_Extracted information:_
* * *

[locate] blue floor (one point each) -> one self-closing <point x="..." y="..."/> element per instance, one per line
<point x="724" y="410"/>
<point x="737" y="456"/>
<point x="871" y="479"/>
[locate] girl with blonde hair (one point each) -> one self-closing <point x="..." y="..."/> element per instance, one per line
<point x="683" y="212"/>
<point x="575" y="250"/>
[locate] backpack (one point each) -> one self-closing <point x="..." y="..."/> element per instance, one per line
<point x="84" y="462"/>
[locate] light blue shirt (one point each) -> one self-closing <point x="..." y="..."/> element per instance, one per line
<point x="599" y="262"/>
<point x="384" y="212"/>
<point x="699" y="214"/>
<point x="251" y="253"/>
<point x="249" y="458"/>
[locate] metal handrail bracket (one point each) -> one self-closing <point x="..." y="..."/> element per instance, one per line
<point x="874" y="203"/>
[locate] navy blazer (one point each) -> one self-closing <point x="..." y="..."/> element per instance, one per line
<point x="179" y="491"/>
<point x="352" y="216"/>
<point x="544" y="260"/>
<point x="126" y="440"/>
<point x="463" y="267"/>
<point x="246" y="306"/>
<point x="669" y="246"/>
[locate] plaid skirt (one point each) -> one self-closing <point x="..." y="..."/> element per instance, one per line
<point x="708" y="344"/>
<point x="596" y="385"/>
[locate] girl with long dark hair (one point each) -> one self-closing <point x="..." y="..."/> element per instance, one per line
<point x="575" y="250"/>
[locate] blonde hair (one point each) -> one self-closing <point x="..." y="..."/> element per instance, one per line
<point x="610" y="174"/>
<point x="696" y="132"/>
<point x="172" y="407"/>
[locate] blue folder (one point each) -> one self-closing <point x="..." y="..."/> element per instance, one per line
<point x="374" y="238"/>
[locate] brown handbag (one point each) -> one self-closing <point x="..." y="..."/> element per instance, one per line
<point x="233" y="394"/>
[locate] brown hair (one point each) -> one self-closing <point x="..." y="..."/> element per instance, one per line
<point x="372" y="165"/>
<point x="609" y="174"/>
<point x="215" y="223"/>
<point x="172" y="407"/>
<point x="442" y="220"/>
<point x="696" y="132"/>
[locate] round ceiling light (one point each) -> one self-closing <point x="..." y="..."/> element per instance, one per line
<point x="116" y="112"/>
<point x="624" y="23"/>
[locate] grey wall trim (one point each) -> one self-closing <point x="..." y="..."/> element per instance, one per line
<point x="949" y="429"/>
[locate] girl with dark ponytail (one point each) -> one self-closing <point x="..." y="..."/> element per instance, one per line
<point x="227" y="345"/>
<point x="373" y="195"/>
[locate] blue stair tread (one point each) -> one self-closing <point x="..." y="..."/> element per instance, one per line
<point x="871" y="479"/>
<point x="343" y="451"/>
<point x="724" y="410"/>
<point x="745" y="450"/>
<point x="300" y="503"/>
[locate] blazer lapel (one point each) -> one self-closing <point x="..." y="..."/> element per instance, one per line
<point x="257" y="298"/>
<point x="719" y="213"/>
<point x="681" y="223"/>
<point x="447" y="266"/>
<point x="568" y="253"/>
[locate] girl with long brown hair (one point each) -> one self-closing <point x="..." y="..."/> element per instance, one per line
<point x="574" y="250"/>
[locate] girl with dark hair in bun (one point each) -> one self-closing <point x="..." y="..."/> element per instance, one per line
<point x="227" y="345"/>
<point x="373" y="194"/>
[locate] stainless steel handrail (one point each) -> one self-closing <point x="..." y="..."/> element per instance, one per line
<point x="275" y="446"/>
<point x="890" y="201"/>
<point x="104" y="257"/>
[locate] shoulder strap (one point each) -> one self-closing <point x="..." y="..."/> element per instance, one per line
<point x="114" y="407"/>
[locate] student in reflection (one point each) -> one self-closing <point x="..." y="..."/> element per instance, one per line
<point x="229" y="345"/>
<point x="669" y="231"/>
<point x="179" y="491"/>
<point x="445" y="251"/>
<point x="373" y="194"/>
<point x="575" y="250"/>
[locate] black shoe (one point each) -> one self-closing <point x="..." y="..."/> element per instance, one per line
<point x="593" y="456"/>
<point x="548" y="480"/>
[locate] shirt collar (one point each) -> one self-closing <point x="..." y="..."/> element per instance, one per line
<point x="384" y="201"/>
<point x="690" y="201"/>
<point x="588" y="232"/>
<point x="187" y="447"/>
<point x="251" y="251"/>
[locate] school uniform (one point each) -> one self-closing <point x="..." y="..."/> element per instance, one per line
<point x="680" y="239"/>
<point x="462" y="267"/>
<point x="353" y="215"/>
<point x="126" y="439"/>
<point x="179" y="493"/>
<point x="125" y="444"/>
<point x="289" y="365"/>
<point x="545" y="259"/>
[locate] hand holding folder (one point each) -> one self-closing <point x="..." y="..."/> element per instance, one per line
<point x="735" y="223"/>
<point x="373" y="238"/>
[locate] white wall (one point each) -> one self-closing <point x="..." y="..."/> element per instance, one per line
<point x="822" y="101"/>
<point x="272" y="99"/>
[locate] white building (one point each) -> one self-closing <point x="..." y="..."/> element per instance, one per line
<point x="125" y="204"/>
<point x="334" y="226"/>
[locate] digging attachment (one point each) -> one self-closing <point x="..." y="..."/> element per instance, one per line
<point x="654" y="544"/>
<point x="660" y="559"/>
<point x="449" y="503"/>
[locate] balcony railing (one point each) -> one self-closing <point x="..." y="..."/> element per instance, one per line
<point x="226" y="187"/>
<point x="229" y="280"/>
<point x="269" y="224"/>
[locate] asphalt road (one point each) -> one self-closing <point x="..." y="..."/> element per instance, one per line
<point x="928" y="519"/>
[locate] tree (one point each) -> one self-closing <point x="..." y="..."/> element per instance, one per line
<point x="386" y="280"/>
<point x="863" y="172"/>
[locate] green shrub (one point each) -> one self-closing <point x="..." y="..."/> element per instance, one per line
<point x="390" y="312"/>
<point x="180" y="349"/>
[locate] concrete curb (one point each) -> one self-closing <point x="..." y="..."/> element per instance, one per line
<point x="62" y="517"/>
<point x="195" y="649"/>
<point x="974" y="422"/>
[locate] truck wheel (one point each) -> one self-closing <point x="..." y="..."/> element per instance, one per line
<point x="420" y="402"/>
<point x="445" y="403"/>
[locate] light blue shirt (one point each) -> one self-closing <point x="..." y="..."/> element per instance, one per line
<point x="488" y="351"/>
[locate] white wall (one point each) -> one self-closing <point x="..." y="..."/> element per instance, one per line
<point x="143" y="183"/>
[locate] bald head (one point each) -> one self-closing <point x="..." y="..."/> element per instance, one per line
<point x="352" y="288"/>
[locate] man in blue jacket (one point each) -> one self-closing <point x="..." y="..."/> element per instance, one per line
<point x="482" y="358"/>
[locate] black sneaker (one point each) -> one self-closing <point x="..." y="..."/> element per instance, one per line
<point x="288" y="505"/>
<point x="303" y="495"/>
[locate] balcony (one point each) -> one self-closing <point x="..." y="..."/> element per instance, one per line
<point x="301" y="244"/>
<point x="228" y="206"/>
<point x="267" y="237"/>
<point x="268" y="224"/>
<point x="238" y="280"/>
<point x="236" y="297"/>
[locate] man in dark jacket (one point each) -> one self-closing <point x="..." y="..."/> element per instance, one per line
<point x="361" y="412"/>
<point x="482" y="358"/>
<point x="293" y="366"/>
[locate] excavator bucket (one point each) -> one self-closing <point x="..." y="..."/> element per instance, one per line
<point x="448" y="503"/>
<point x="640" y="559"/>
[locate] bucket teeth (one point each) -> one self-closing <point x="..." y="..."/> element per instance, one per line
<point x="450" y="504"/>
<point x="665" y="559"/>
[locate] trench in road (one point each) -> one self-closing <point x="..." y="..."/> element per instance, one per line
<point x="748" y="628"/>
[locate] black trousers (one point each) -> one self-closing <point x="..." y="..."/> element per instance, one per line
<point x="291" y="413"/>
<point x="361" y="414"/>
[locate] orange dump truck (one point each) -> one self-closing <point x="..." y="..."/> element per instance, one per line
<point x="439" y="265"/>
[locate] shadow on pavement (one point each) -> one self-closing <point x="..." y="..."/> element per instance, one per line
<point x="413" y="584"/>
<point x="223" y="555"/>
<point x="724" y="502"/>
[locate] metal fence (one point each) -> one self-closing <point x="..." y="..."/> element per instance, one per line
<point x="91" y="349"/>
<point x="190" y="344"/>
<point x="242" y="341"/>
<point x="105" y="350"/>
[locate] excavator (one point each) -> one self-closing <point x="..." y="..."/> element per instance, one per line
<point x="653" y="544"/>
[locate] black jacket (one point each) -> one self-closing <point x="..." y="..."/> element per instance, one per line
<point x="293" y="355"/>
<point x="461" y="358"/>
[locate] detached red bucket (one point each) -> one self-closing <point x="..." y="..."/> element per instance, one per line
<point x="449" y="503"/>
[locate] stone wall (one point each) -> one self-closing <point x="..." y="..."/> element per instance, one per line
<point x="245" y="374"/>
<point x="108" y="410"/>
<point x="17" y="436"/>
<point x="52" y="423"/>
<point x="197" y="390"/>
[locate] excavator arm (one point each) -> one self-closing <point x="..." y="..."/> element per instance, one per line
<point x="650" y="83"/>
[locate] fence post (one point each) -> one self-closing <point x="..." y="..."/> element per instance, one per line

* * *

_The exercise:_ Output exactly the lines from the one containing "[locate] metal fence" through the last line of the entries, both ends included.

_Output for this task:_
[locate] metal fence (one point each) -> one self-closing <point x="..." y="..."/> element per instance, one per line
<point x="91" y="349"/>
<point x="190" y="344"/>
<point x="242" y="341"/>
<point x="105" y="350"/>
[locate] excavator (one point each) -> one self-closing <point x="..." y="..."/> element per instance, one per line
<point x="653" y="544"/>
[locate] black jacket (one point each) -> one self-closing <point x="..." y="..."/> element per instance, one per line
<point x="293" y="355"/>
<point x="461" y="358"/>
[locate] detached red bucket (one point each) -> one self-closing <point x="..." y="..."/> element per instance, one per line
<point x="449" y="503"/>
[locate] stone wall (one point each) -> one self-closing <point x="..." y="..."/> element per instance, one per line
<point x="245" y="374"/>
<point x="108" y="410"/>
<point x="17" y="436"/>
<point x="52" y="423"/>
<point x="197" y="390"/>
[locate] excavator arm (one point each) -> one self-closing <point x="..." y="..."/> element per instance, one per line
<point x="650" y="83"/>
[locate] fence post (one point each) -> one self-closing <point x="..." y="..."/> element per instance, one per line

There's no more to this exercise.